PAGE EXCERPT –
-- Begin --
Apart from Government Procuring Entities (GPEs), employers in construction project are typically large listed corporations (both local and foreign), trustees/managers of real estate investment trusts (REITs) or government-linked companies (GLCs).

Employer’s Rights

Subject to provisions in the contract such as extension of time and variation claims, the employer is generally entitled to receive the completed project within the timeframe specified for the construction works and for the contract sum stipulated.   

Employer’s Obligations

The employer typically: 

  • conceives the business case for the construction project;
  • arranges funding for the project; 
  • sets out the broad requirements for the project; 
  • secures planning permission and the building regulatory permits to enable the works to proceed;
  • is obliged to ensure that the contractor is paid regularly according to the payment schedule set out in the contract; and 
  • undertakes to give the contractor sufficient possession of the site to enable the works to proceed smoothly. 

Relationship with the Contractor

The contractor is responsible for:

  • carrying out the construction work for the project, either based on the project brief or according to the design of the project commissioned by the employer; and
  • for overseeing the construction works as a whole, making the contractor liable for any defective work, delay or any other default committed by the subcontractors. 

If a design-and-build model is adopted, the contractor will also be responsible for the design aspects of the project. However, some employers prefer a hybrid version of the design-and-build model in order to retain some control over the design.

Relationship with Subcontractors

Generally, there is no privity of contract between the subcontractors and the employer. 

Nevertheless, the contract between the employer and contractor will typically: 

  • contain prohibitions against the contractor subcontracting entirely without the approval of the employer; 
  • provide for the employer to insist that the contractor appoints particular subcontractors for designated parcels of work; and
  • require the contractor to procure warranties, whether jointly or severally, for specialist works in favour of the employer. 

Relationship with Financiers

See 2.4 The Financiers

Contractors in a construction project are typically large listed corporations (both local and foreign). Foreign contractors commonly undertake projects by way of a joint venture with a local company. 

The contractor is responsible for carrying out the construction work for the project, either on the basis of the project brief or according to the design of the project commissioned by the employer. If a design-and-build model is adopted, the contractor is also involved with the design aspect of the project. 

Relationship with the Employer

See 2.1 The Employer

Relationship with Subcontractors

Generally, a subcontractor contracts as an independent agent of the contractor. 

In the absence of any express provision to the contrary, the contractor can only hold the subcontractor accountable for the subcontractor’s work. In practice, a contractor will ensure that the subcontract preserves the chain of contractual accountability upstream. 

Relationship with Financiers

See 2.4 The Financiers

Subcontractors in a construction project are typically local companies with expertise in the various subcontracted trades or specialist works. For more about the subcontractors' relationships with others involved in the construction project, see 2.1 The Employer, 2.2 The Contractor and 2.4 The Financiers.
-- End --
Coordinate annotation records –
-- Begin --
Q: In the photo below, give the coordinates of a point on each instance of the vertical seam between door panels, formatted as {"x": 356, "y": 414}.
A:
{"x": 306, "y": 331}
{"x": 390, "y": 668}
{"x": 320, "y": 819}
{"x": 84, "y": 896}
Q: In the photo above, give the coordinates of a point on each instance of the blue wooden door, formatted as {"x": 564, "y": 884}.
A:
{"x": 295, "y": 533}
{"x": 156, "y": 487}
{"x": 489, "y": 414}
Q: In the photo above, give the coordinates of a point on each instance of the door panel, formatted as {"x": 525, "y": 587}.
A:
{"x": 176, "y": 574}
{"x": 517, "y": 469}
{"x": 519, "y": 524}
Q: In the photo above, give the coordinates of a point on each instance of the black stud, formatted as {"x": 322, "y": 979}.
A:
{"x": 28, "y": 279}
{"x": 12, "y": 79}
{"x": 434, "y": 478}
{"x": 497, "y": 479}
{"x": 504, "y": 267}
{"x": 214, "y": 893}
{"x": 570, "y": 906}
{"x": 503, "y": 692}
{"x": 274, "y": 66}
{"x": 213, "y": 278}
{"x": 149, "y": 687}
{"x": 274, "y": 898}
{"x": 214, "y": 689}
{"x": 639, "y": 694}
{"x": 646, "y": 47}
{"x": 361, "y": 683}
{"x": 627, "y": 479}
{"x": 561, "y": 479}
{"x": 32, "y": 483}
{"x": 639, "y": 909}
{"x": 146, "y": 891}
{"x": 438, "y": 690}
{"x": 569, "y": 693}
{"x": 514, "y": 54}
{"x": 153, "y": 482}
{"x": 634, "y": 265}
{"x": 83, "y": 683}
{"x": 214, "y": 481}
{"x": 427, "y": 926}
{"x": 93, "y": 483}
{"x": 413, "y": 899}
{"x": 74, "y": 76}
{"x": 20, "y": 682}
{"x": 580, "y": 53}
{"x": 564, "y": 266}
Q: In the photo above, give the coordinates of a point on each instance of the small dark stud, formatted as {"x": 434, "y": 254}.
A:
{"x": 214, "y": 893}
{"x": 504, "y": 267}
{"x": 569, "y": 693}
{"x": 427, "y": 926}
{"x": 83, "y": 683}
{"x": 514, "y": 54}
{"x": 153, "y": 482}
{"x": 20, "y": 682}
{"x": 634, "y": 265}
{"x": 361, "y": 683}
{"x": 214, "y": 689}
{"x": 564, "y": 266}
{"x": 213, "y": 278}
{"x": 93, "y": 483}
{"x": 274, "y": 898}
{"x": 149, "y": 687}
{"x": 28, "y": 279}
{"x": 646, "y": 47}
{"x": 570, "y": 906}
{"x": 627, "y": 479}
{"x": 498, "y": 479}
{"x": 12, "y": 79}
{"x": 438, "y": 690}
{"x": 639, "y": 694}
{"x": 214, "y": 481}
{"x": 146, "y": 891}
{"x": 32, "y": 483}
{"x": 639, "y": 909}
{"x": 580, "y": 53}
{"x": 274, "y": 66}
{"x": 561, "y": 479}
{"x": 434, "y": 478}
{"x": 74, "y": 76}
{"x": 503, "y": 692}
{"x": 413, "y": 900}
-- End --
SHORT TASK 1 – From the excerpt on parties to a construction project, return the passage starting at "Generally, there is" and ending at "of the employer.".
SHORT TASK 2 – How many lines in the rows contain the string "stud", with case counting? Reply with the number only.

TASK RESULT 1 –
Generally, there is no privity of contract between the subcontractors and the employer. 

Nevertheless, the contract between the employer and contractor will typically: 

  • contain prohibitions against the contractor subcontracting entirely without the approval of the employer; 
  • provide for the employer to insist that the contractor appoints particular subcontractors for designated parcels of work; and
  • require the contractor to procure warranties, whether jointly or severally, for specialist works in favour of the employer.

TASK RESULT 2 – 2